Records:
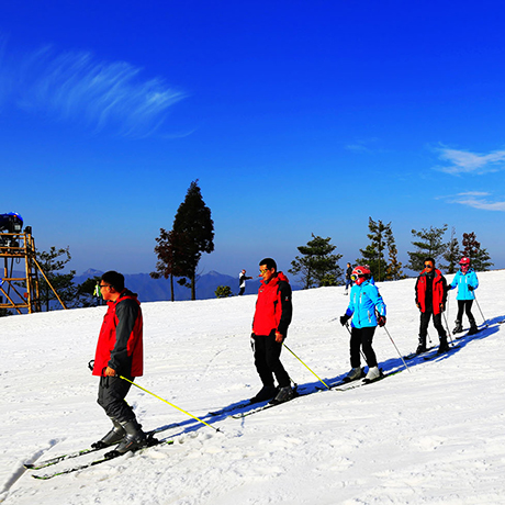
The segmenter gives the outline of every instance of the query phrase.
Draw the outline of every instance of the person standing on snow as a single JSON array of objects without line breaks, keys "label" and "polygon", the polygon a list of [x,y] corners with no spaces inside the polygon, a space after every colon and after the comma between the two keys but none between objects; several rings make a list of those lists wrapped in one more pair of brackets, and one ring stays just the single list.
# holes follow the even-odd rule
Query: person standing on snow
[{"label": "person standing on snow", "polygon": [[350,332],[350,366],[346,381],[355,381],[363,377],[361,368],[361,349],[368,363],[367,381],[373,381],[381,375],[377,366],[375,352],[372,348],[373,334],[377,326],[385,325],[385,304],[375,284],[370,282],[372,274],[366,267],[356,267],[351,279],[349,306],[340,317],[344,326],[352,317]]},{"label": "person standing on snow", "polygon": [[350,266],[350,263],[347,263],[347,268],[346,268],[346,292],[345,292],[345,294],[349,294],[348,293],[349,285],[352,288],[352,280],[350,278],[351,273],[352,273],[352,267]]},{"label": "person standing on snow", "polygon": [[431,316],[440,340],[438,354],[441,354],[449,350],[447,334],[441,323],[441,314],[446,310],[447,281],[440,270],[435,268],[434,258],[426,258],[424,266],[425,268],[417,278],[415,287],[416,305],[420,311],[419,344],[416,354],[427,350],[426,336]]},{"label": "person standing on snow", "polygon": [[238,274],[238,284],[239,284],[239,288],[240,290],[238,291],[238,296],[242,296],[244,294],[244,291],[246,291],[246,281],[249,280],[249,279],[252,279],[251,277],[246,277],[246,271],[243,270],[239,274]]},{"label": "person standing on snow", "polygon": [[458,287],[458,294],[456,300],[458,301],[458,315],[456,316],[456,327],[452,330],[453,334],[461,333],[463,330],[463,311],[467,313],[468,321],[470,323],[469,335],[474,335],[479,332],[475,324],[475,318],[472,314],[472,304],[475,300],[474,290],[479,288],[479,279],[473,268],[470,266],[470,258],[461,258],[460,269],[449,284],[449,290],[453,290]]},{"label": "person standing on snow", "polygon": [[125,402],[131,383],[143,374],[143,318],[137,295],[124,287],[124,276],[105,272],[100,290],[109,308],[103,318],[93,364],[100,377],[98,403],[112,422],[112,429],[93,448],[119,444],[115,451],[124,453],[147,442],[132,407]]},{"label": "person standing on snow", "polygon": [[[294,396],[291,379],[280,361],[282,343],[288,335],[293,313],[291,287],[288,278],[277,271],[277,263],[271,258],[259,262],[259,271],[262,281],[250,337],[256,370],[263,386],[250,402],[271,400],[271,403],[282,403]],[[273,375],[279,389],[273,385]]]}]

Directive:
Identify every line in the rows above that contains the word "outline", and copy each of those lines.

Expected output:
The segmenter gives the outline of every instance of the query phrase.
Draw the outline of every instance of the person standing on snow as a single JSON array of objects without line breaks, keys "label" and "polygon", the polygon a list of [x,y] corners with no spaces inside the polygon, a space after every colon and after the comma between the two keys but none between objects; several rings make a list of those lists wrapped in one more pair of brackets, and one ring stays just the single list.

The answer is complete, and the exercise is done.